- _Task to complete_
Rewrite the listing below, changing every occurrence of "Tag any visible" to "Mark every visible" and keeping all other text unchanged. Omit the pictures from your answer.

A block of data
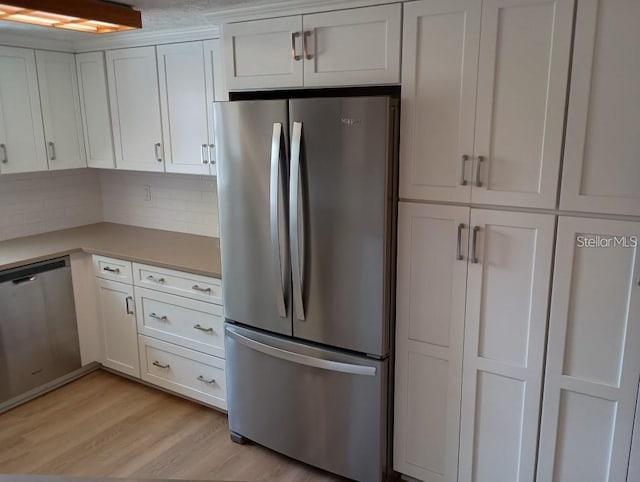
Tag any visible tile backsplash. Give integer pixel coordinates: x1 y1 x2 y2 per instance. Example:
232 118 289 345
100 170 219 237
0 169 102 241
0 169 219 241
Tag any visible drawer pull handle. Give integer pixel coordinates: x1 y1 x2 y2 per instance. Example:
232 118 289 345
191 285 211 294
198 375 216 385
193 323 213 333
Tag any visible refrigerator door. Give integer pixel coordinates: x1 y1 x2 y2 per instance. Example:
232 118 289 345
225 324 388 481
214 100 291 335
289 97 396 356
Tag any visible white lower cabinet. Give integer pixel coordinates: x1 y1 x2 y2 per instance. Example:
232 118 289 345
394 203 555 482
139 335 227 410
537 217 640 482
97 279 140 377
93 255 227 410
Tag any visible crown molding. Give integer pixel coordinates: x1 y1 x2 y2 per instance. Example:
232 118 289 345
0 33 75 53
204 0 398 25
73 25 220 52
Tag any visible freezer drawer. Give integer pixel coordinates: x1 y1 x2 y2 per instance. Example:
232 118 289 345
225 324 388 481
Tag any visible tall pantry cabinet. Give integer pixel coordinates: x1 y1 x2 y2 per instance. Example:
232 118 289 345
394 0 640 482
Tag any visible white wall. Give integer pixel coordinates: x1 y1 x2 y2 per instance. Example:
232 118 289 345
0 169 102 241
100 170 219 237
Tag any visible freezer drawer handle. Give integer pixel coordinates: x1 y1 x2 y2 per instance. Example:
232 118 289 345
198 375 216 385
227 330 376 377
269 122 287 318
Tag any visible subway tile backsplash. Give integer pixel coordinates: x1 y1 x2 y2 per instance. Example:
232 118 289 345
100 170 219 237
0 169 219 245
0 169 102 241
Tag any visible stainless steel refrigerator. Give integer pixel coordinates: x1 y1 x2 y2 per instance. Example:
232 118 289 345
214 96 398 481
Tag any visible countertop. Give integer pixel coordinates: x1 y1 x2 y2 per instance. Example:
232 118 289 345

- _Solution to this task_
Mark every visible tile backsplash. Give integer pixel coordinates: x1 y1 x2 y2 per instance. Example:
232 118 289 345
100 170 219 237
0 169 102 241
0 169 219 241
Mark every visible drawer pull handle. Give integer pixel coordinates: x1 y1 x2 y2 per instance. Example:
232 118 289 345
191 285 211 294
198 375 216 385
193 323 213 333
Mark every visible refrigerator door. Give integer pixel coordinates: x1 y1 x2 y2 per instance. Example:
232 118 289 345
225 324 388 481
214 100 291 335
289 97 396 356
Mark every visible white lower cabinet. Give integer pixel coordinates: x1 y1 x2 y2 per instance. Example:
232 118 289 345
394 203 555 482
139 335 227 410
537 217 640 482
97 279 140 377
93 255 227 410
Mark every visible crown molding. Give integer pixel coordinates: x1 y1 x2 y2 per instance. Example:
232 118 289 345
0 33 75 53
204 0 398 25
73 25 220 52
Mark every visible freezer drawer. Give integer pixel coordinates: x1 y1 x2 y2 per instance. Example:
232 118 289 345
225 324 388 481
Mark every visible tall pantry cabinet. Give integer pixel coordinates: x1 y1 x2 y2 per instance. Example:
232 118 289 345
394 0 640 482
Mark every visible white wall. Give integer pixel coordinates: x1 y1 x2 y2 per instance. Example:
232 118 289 345
0 169 102 241
100 170 219 237
Mark every visible freezer drawer handle. Give integer pixel coordinates: x1 y1 x2 y2 per instance. Example:
232 118 289 345
198 375 216 385
227 330 376 377
269 122 287 318
Mark every visible subway tile backsplash. Give integer pixel coordinates: x1 y1 x2 y2 per instance. Example:
232 118 289 345
100 170 219 237
0 169 219 245
0 169 102 241
Mark every visible stainless steel refrigerator. Give integer pixel coordinates: x1 y1 x2 y2 per instance. Example:
232 118 289 345
214 96 398 481
Mark every visible countertop. Give integer pixel coordinates: x1 y1 x2 y2 per instance. Example:
232 118 289 345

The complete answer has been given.